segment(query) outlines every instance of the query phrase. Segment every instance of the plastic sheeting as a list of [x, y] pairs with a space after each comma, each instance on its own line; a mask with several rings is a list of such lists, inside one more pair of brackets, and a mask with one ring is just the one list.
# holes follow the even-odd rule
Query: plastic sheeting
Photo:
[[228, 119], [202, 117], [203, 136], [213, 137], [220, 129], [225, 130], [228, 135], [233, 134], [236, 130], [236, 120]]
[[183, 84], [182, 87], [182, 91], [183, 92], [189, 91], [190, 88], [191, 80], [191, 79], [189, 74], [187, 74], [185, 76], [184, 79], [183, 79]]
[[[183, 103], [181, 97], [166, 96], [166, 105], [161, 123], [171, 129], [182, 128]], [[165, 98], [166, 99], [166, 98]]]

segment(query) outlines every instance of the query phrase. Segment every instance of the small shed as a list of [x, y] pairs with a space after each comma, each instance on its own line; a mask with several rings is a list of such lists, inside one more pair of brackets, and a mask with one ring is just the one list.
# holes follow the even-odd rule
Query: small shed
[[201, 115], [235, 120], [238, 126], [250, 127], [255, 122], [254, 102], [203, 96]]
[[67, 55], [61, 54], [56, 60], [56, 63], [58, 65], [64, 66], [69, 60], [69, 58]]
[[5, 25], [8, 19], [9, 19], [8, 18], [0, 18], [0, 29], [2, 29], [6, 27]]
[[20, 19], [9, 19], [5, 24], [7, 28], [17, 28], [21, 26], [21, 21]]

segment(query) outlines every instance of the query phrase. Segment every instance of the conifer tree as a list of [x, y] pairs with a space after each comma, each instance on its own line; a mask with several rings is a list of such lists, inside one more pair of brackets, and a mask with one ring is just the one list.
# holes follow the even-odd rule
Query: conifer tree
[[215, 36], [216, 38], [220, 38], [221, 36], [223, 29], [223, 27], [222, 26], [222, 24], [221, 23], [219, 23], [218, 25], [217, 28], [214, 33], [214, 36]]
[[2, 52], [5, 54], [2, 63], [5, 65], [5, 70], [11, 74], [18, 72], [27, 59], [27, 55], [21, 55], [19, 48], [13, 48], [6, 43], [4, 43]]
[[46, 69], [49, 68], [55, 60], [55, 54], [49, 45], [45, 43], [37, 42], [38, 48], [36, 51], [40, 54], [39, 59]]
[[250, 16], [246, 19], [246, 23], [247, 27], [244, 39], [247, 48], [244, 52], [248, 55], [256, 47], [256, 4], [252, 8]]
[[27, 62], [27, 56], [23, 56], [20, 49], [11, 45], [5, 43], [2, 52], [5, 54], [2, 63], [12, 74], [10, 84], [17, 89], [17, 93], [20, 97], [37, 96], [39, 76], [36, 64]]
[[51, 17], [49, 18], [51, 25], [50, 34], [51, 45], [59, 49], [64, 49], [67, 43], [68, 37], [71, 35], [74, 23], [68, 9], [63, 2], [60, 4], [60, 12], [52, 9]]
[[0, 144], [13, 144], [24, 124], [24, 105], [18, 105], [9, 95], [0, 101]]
*-*-*
WHAT THIS TASK INVOLVES: Copy all three items above line for line, with no changes.

THE ANSWER:
segment(query) outlines every instance of the query phrase. Segment every instance of the plastic sheeting as a list of [x, y] pairs with a space after each comma, each instance on its own line; a mask with several rings is a list of such lists, inside one more pair of brackets, and a mask with one ring is just the one list.
# holes follow the even-odd rule
Query: plastic sheeting
Photo:
[[228, 119], [202, 117], [203, 136], [213, 137], [220, 129], [225, 130], [228, 135], [233, 134], [236, 130], [236, 120]]
[[183, 84], [182, 87], [182, 91], [183, 92], [189, 91], [190, 88], [191, 80], [191, 79], [189, 74], [187, 74], [185, 76], [184, 79], [183, 79]]
[[[183, 103], [181, 97], [166, 96], [166, 105], [161, 123], [171, 129], [182, 128]], [[165, 98], [166, 99], [166, 98]]]

segment(query) outlines every instance of the query phrase. Segment every instance of the small shed as a list of [x, y] pairs with a space after each comma, each instance on its own line; a mask with several rings is a list of such lists, inside one more pair of brackets, and a mask with one ring is just the one list.
# holes follow the even-odd rule
Query: small shed
[[201, 115], [235, 120], [238, 126], [250, 127], [255, 122], [254, 102], [203, 96]]
[[67, 55], [61, 54], [56, 60], [56, 63], [58, 65], [64, 66], [69, 60], [69, 58]]
[[5, 25], [8, 19], [9, 19], [8, 18], [0, 18], [0, 29], [2, 29], [6, 27]]
[[20, 19], [9, 19], [5, 24], [7, 28], [17, 28], [21, 26], [21, 21]]

segment(query) outlines every instance of the query phrase. Segment every instance of the conifer tree as a list of [x, y] pairs with a space after each comma, each instance on its own line; a mask with several rings is a list of such lists, inside one more pair of brackets, and a mask with one ring is just the one list.
# holes follow the even-odd rule
Query: conifer tree
[[215, 36], [216, 38], [220, 38], [221, 36], [223, 29], [223, 27], [222, 26], [222, 24], [221, 23], [219, 23], [218, 25], [217, 28], [214, 33], [214, 36]]
[[2, 52], [5, 54], [2, 63], [5, 65], [5, 70], [11, 74], [18, 72], [27, 59], [27, 55], [21, 55], [19, 48], [13, 48], [6, 43], [4, 43]]
[[46, 69], [49, 68], [55, 60], [55, 54], [49, 45], [45, 43], [37, 42], [38, 48], [36, 51], [40, 54], [39, 59]]
[[250, 16], [246, 19], [246, 23], [247, 27], [244, 39], [247, 48], [244, 52], [248, 55], [256, 47], [256, 4], [252, 8]]
[[27, 62], [27, 56], [23, 56], [20, 49], [11, 45], [5, 43], [2, 52], [5, 54], [2, 63], [12, 74], [10, 84], [17, 89], [17, 93], [20, 97], [37, 96], [39, 76], [36, 64]]
[[51, 17], [49, 18], [51, 25], [50, 34], [51, 45], [59, 49], [64, 49], [67, 43], [68, 37], [71, 35], [74, 23], [68, 9], [63, 2], [60, 4], [60, 12], [52, 9]]
[[0, 144], [13, 144], [24, 124], [24, 105], [18, 105], [9, 95], [0, 101]]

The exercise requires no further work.